(Entries from a pointing dataset)
>> Begin

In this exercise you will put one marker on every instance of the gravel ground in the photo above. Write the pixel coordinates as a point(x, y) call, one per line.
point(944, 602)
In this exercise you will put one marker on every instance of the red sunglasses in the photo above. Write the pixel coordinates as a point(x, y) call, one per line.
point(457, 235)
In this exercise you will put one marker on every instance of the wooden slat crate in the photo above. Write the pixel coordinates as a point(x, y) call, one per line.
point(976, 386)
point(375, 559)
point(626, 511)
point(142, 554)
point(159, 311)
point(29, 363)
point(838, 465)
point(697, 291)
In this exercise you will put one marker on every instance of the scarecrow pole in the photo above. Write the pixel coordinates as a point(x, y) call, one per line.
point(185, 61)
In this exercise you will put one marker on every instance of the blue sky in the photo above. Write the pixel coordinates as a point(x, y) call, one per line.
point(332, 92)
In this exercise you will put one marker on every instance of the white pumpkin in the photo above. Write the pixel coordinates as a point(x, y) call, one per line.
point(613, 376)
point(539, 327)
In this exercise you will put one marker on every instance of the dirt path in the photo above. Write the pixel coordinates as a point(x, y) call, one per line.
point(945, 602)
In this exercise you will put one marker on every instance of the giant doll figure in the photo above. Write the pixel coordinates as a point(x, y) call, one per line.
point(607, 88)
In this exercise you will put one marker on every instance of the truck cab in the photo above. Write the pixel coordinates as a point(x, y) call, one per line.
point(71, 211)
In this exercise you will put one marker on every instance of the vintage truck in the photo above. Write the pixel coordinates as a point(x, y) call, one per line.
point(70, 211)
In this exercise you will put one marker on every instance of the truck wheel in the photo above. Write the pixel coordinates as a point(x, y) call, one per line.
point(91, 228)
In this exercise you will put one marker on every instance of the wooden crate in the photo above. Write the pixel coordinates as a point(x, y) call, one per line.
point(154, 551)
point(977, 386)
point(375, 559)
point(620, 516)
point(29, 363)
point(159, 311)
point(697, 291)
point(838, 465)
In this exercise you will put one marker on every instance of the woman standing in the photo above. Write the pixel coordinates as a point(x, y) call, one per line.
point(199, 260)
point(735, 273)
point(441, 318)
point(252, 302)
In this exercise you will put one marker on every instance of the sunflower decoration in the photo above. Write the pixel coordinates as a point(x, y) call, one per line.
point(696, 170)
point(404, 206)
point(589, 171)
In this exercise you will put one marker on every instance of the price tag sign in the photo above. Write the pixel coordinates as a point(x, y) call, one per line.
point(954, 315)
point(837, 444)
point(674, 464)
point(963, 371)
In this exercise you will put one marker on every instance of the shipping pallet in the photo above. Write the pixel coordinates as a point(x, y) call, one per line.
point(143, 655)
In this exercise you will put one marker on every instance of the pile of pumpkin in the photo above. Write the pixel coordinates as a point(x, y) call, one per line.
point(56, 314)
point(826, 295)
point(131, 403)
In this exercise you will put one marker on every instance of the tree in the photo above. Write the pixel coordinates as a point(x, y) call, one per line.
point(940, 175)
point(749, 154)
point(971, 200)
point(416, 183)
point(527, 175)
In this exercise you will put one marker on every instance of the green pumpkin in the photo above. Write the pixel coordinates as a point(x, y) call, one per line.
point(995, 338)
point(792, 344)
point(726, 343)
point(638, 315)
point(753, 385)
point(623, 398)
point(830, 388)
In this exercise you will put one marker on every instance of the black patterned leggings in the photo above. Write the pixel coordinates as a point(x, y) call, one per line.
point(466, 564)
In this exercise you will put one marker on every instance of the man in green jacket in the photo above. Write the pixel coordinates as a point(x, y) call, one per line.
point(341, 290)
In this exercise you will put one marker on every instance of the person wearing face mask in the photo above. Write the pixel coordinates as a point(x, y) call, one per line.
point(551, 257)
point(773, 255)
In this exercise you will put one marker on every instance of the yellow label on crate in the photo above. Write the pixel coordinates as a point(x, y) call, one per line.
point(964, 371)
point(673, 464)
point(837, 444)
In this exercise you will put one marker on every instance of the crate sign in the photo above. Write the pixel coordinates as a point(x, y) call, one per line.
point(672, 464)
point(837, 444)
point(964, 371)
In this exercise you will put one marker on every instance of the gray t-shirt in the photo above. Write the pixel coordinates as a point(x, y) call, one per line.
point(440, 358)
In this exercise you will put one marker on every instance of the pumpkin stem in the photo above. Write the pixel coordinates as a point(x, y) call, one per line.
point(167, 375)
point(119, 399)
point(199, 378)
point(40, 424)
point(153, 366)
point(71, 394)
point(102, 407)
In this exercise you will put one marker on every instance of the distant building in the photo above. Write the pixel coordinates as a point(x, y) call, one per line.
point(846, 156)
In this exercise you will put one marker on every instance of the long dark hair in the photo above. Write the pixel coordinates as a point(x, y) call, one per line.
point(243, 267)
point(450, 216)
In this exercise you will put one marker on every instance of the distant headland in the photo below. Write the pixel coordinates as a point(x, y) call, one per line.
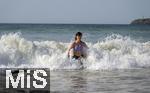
point(141, 21)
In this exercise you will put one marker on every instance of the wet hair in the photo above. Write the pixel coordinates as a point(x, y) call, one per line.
point(78, 34)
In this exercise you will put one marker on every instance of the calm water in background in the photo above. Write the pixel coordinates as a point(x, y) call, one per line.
point(119, 64)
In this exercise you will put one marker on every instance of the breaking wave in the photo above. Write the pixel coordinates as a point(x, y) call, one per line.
point(114, 52)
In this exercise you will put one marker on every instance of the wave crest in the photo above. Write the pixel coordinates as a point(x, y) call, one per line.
point(114, 52)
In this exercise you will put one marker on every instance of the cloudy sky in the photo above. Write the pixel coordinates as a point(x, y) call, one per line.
point(73, 11)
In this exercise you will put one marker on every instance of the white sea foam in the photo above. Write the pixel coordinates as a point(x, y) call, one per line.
point(114, 52)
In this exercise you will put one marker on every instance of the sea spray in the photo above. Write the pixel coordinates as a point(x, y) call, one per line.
point(114, 52)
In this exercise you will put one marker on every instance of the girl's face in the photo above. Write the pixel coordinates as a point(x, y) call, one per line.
point(78, 37)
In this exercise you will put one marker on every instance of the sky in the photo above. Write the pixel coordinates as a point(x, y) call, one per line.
point(73, 11)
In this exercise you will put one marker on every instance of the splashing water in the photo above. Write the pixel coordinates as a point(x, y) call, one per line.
point(114, 52)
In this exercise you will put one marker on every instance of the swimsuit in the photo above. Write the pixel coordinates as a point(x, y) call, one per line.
point(78, 48)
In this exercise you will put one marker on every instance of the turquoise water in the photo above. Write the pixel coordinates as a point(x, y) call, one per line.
point(118, 57)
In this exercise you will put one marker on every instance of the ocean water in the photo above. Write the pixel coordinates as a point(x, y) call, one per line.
point(118, 55)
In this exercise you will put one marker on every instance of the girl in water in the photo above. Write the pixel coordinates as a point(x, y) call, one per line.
point(78, 47)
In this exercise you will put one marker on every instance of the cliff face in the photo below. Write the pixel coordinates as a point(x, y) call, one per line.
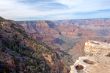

>> End

Task objective ::
Please edit the rows starting at "of the ocean" and ending at "point(118, 55)", changing "ocean water" to "seawater" and keeping everything else the same.

Written solution ::
In this exercise you will put one marker on every instance of the seawater in the photo above. Write the pixel coordinates as a point(x, y) call, one per line.
point(118, 55)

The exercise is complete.